Cada local um estilo de torcida

O artista visual comenta que diversas pessoas, com maior poder aquisitivo, assistirão os jogos em espaços fechados ou em eventos privados, cobrados para transmitir os jogos: os famosos camarotes. Grande parte deles funcionarão de forma exclusiva para isso, oferecendo serviços antes, durante e após os jogos do Brasil, com telão, cerveja, open bar e outras coisas.

“Na favela também existe esse tipo de aglomeração para acompanhar os jogos, e acontece, geralmente, nos bares, nas ruas, quando existem os telões, ou até mesmo em casa. Logo, o editorial feito na Favela da Rocinha (RJ) busca apresentar ao mundo uma amostra de como a cada gol marcado, do Brasil, serão escutados gritos, fogos de artifícios, vuvuzelas e apitos surgindo das lajes, janelas, becos e casas dos moradores, ilustrando como essas pessoas, em sua maioria pretas, vivenciam o futebol dentro das favelas”, destaca.

Para a estudante Malu Campos, a oportunidade de assistir aos jogos do Brasil em sua comunidade soa mais atraente do que acompanhar a Copa do Mundo junto aos colegas de sala. Bolsista e graduanda em engenharia civil pela PUC-SP, ela conta à Alma Preta Jornalismo que se sente deslocada em festejos que unem os companheiros de curso.

“Eu escuto a galera falando que vai assistir os jogos em camarotes que cobram mais de um salário mínimo de entrada, outros que tiveram condição de ir ao Qatar acompanhar a Copa presencialmente. Essas coisas não têm nada a ver comigo, afinal, eu cresci em uma família preta e pobre que enfeitava a rua com recortes de sacola plástica na Copa”, descreve.

Rua da comunidade pintada para a Copa do Mundo 2022 (Reprodução/Periferia em Movimento)

“Na verdade, eu acho muito mais divertido o conceito caótico de torcer pelo Brasil no clima de favela: samba, suor e cerveja. Botar TV na rua e reunir vizinhos. Isso me traz ótimas lembranças”, relembra.

Ferramenta de transformação

Para o artista Uendel Nunes, o futebol tem o poder de unir pessoas pretas e periféricas até mesmo pela questão da identificação, sabendo que muitos ídolos do esporte vieram de comunidades e alcançaram o estrelato devido à carreira de jogador.

- _Dados fornecidos_:
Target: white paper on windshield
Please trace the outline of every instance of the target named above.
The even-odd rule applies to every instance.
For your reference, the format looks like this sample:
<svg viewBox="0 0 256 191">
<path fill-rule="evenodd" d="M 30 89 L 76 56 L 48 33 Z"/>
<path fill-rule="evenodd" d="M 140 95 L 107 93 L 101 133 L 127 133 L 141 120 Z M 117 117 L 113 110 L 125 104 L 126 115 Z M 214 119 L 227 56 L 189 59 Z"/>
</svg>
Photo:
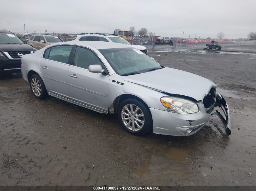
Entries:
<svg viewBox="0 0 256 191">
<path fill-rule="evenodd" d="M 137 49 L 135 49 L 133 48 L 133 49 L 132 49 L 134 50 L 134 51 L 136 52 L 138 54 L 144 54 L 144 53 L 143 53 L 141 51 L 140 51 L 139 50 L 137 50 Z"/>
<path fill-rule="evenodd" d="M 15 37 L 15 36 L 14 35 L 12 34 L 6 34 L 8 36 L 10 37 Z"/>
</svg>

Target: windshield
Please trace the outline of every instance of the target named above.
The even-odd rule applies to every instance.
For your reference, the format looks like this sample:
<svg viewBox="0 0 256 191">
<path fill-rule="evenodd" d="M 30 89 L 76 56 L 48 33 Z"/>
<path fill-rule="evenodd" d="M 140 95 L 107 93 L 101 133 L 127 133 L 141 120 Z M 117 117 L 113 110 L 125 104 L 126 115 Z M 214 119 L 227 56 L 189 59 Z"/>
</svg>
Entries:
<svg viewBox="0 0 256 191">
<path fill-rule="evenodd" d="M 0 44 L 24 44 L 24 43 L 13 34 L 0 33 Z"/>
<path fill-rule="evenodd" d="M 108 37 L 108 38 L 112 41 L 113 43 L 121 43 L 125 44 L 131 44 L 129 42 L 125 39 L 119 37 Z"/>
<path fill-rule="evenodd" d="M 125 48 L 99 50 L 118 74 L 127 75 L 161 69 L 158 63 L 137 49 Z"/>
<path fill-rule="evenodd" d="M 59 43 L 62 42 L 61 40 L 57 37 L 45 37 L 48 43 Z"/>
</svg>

- _Instrução 1_: Segundo o texto sobre a torcida da Copa nas favelas, que sons serão escutados a cada gol do Brasil? Liste todos.
- _Instrução 2_:
Indique se cada afirmação concorda com o texto sobre a torcida da Copa nas favelas, respondendo sim ou não e citando as palavras do texto que decidem a questão.
(a) Malu Campos cursa engenharia civil na PUC-SP.
(b) O editorial foi feito na Favela da Maré.
(c) Malu Campos prefere acompanhar os jogos com os colegas de sala.
- _Instrução 3_: Prossiga o texto sobre a torcida da Copa nas favelas a partir da última frase.

- _Resposta do exercício 1_: Gritos, fogos de artifícios, vuvuzelas e apitos.

- _Resposta do exercício 2_:
(a) Sim: "Bolsista e graduanda em engenharia civil pela PUC-SP".
(b) Não: "o editorial feito na Favela da Rocinha (RJ)".
(c) Não: "a oportunidade de assistir aos jogos do Brasil em sua comunidade soa mais atraente do que acompanhar a Copa do Mundo junto aos colegas de sala".

- _Resposta do exercício 3_:
“A Copa, portanto, é o ápice. É o momento de celebrar tudo isso, ter contato com outras culturas. É um intercâmbio cultural muito grande, até para quem não vai e acompanha de casa. O futebol é democrático do ponto de vista do entretenimento e do lazer”, salienta. 

Ele destaca que manter escolinhas de futebol em bairros mais pobres é uma forma de incluir a juventude negra no esporte e também no lazer, levando em consideração a falta de acesso dessas pessoas a outras modalidades esportivas.

“O futebol nas favelas e periferias é um agente poderoso de transformação de vidas, mesmo que esses jovens não se tornem jogadores profissionais. Aprender sobre competitividade, educação, lazer, saúde, hierarquia, já é transformador”, enfatiza. 

Memórias

“Meu avô era o torcedor mais brasileiro que tinha! Ele fazia as rezas dele em todos os jogos do Brasil e tinha a camisa da sorte para assistir às partidas. Na conquista do pentacampeonato, em 2002, ele tem certeza que o Brasil ganhou por causa da simpatia que ele fez. Eu lembro disso com muita alegria e saudade, pois foi a última Copa que ele assistiu antes de partir”, emociona-se Malu.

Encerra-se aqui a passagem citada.